__Requirement__: Below are records; reproduce exactly the lines from the one that has "Target: curved chair back" through the one that has "Guideline: for every instance of the wooden table, drop", ends included, and nothing more.

**** Available data ****

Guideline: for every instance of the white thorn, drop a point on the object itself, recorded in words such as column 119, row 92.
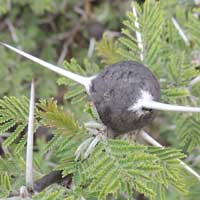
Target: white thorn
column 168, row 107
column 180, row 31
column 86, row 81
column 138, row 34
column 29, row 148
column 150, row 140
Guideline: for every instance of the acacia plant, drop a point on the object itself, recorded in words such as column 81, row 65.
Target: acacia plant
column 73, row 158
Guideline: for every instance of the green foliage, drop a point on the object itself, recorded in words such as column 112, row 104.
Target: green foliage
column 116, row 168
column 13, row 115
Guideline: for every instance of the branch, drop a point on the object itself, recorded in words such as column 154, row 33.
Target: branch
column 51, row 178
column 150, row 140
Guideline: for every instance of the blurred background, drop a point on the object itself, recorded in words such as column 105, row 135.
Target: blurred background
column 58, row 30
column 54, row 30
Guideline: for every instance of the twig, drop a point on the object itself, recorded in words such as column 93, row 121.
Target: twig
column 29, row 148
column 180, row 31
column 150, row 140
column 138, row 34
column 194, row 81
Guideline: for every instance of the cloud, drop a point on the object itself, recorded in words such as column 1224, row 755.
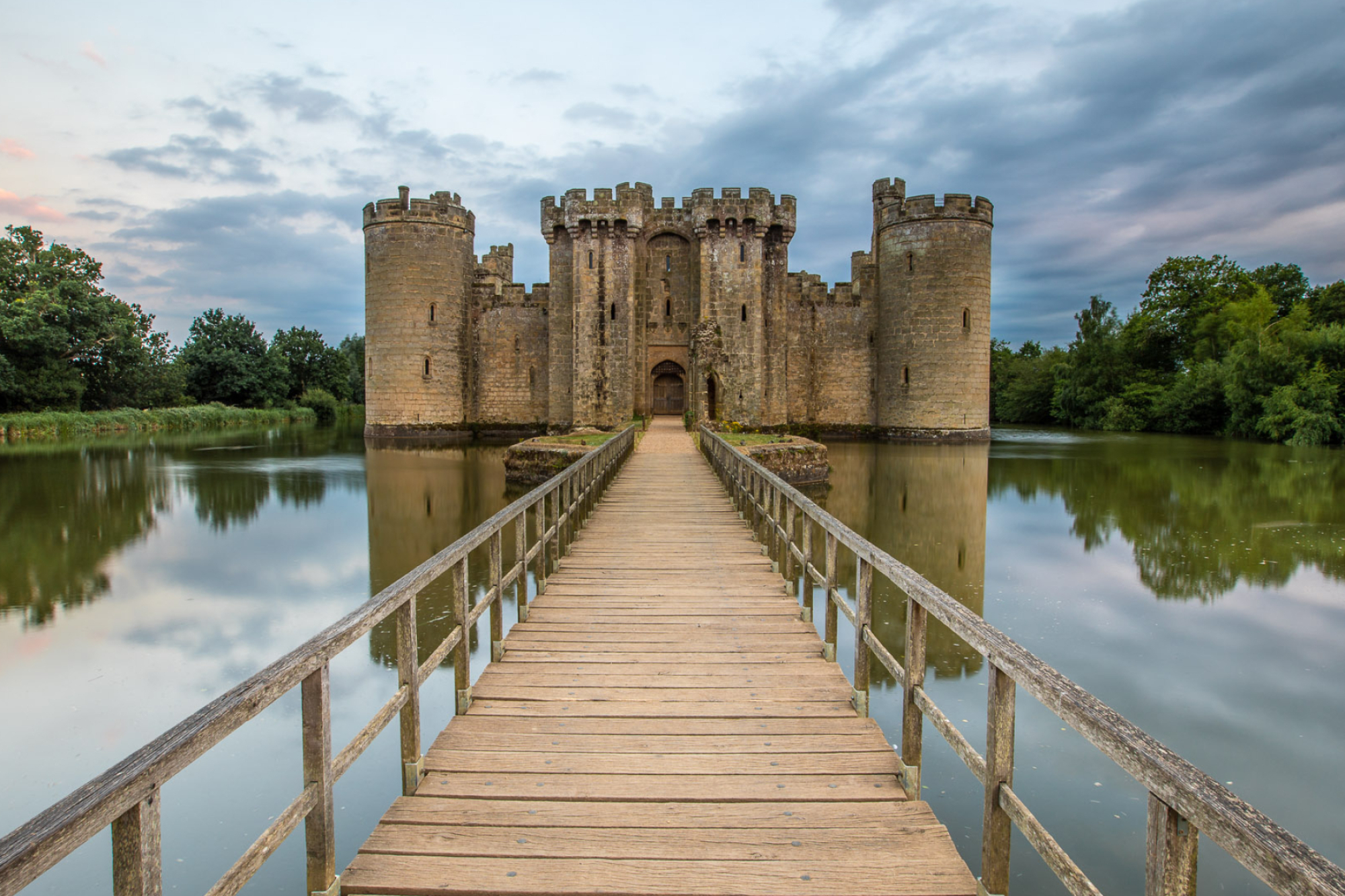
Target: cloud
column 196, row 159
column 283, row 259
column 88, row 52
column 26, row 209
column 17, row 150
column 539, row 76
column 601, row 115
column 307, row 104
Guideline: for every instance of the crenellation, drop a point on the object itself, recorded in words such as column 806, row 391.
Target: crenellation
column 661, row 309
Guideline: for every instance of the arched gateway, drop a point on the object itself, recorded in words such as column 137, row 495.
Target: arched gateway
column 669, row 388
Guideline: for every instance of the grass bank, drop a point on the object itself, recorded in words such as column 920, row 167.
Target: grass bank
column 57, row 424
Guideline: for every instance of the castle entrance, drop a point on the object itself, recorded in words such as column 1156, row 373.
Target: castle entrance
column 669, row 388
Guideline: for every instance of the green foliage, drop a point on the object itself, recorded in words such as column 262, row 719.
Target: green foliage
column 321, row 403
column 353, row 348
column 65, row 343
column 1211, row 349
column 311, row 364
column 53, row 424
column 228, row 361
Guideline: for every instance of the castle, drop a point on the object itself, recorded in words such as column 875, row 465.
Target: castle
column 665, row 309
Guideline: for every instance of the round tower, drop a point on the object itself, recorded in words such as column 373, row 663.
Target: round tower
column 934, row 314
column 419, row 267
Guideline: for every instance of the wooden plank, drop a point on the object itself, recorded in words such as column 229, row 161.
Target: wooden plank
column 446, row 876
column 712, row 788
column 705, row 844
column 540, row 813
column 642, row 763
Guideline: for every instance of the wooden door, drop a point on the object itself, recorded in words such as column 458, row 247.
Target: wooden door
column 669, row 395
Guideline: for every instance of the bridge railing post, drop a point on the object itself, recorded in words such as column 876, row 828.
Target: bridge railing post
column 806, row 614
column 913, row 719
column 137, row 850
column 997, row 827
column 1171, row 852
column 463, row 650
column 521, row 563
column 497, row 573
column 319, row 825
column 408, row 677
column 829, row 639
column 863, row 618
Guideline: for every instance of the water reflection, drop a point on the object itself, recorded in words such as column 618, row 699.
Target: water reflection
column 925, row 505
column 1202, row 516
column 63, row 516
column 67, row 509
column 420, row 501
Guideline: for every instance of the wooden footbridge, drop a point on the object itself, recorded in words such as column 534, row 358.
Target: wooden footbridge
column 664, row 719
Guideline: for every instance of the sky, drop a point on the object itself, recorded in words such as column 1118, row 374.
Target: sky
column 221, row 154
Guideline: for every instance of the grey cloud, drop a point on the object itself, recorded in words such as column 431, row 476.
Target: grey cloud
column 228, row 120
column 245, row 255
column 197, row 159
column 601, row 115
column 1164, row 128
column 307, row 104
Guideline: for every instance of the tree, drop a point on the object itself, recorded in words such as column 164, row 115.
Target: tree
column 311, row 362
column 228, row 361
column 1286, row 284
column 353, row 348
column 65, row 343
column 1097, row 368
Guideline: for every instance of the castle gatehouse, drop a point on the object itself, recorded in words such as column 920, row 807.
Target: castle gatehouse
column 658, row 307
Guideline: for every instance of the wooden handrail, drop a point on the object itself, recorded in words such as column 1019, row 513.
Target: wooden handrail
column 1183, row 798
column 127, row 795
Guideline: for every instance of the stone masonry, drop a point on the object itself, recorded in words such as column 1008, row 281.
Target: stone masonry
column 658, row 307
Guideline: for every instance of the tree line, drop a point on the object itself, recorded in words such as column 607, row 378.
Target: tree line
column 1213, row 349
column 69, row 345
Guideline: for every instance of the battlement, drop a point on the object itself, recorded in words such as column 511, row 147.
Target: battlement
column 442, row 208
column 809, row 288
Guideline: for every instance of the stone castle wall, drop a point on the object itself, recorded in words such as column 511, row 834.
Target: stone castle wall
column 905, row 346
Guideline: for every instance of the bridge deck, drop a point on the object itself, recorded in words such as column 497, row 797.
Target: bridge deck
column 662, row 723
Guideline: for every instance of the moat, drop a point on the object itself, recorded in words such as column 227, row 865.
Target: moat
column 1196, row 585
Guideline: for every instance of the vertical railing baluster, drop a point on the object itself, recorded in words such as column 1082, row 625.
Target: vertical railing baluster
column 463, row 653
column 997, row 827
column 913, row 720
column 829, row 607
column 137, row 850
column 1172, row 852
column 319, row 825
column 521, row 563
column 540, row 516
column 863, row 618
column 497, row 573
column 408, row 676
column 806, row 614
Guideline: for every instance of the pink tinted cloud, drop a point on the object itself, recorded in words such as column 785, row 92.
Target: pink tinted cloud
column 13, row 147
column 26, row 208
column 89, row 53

****
**** Available data ****

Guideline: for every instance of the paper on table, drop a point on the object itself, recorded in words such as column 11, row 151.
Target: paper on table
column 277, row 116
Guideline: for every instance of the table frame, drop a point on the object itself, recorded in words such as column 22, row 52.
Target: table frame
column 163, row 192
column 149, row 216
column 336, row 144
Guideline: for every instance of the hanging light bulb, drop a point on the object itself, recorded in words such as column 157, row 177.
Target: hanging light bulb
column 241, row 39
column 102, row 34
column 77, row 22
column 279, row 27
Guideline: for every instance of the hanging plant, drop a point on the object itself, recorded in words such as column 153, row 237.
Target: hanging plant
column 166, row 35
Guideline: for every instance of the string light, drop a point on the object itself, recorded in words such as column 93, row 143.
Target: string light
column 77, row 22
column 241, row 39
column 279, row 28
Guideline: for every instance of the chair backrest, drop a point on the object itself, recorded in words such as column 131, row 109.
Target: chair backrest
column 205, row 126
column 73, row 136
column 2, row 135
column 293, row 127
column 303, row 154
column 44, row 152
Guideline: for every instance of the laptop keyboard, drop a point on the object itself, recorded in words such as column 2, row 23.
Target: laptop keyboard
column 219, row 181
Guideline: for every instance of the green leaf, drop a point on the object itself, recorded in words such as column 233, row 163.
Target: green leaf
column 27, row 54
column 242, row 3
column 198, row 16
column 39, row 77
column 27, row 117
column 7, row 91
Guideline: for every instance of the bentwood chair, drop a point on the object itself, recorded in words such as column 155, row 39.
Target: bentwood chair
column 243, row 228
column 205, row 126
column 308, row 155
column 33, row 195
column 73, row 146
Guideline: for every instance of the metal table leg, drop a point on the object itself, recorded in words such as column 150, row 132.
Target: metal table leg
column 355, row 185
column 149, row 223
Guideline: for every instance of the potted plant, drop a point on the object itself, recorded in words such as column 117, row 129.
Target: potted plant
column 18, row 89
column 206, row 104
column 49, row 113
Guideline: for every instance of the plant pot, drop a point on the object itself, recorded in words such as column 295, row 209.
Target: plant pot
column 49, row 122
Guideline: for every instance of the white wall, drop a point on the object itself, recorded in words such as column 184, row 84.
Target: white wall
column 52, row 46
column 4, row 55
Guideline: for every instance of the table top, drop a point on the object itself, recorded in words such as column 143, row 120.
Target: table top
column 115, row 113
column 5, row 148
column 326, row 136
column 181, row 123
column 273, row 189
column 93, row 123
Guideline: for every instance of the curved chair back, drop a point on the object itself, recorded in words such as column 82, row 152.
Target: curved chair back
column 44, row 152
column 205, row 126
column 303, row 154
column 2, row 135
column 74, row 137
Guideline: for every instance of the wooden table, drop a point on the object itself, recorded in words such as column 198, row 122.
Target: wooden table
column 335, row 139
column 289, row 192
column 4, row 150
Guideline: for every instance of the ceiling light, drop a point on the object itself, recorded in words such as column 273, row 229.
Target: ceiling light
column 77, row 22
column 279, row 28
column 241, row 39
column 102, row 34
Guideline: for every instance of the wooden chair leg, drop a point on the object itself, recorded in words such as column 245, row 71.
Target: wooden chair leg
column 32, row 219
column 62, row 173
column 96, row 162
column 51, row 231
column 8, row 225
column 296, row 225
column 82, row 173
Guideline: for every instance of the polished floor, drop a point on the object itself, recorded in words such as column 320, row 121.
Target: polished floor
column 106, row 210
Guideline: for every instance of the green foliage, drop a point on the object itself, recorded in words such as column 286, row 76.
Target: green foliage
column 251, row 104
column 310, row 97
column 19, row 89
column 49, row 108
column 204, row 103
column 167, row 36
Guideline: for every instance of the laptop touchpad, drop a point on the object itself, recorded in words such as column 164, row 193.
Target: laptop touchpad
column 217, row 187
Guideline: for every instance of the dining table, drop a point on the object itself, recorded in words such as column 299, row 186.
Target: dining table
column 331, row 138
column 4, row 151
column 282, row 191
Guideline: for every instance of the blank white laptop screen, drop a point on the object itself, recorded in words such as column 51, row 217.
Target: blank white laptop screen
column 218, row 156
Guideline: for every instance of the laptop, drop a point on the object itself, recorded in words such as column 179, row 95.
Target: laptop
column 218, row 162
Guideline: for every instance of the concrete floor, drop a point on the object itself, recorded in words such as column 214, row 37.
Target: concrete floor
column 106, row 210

****

__Exercise response__:
Target: curved chair back
column 44, row 152
column 205, row 126
column 303, row 154
column 2, row 135
column 74, row 137
Guideline: for every instance of the wooden table, drop a point on the object itself, recorded in words such as column 198, row 122.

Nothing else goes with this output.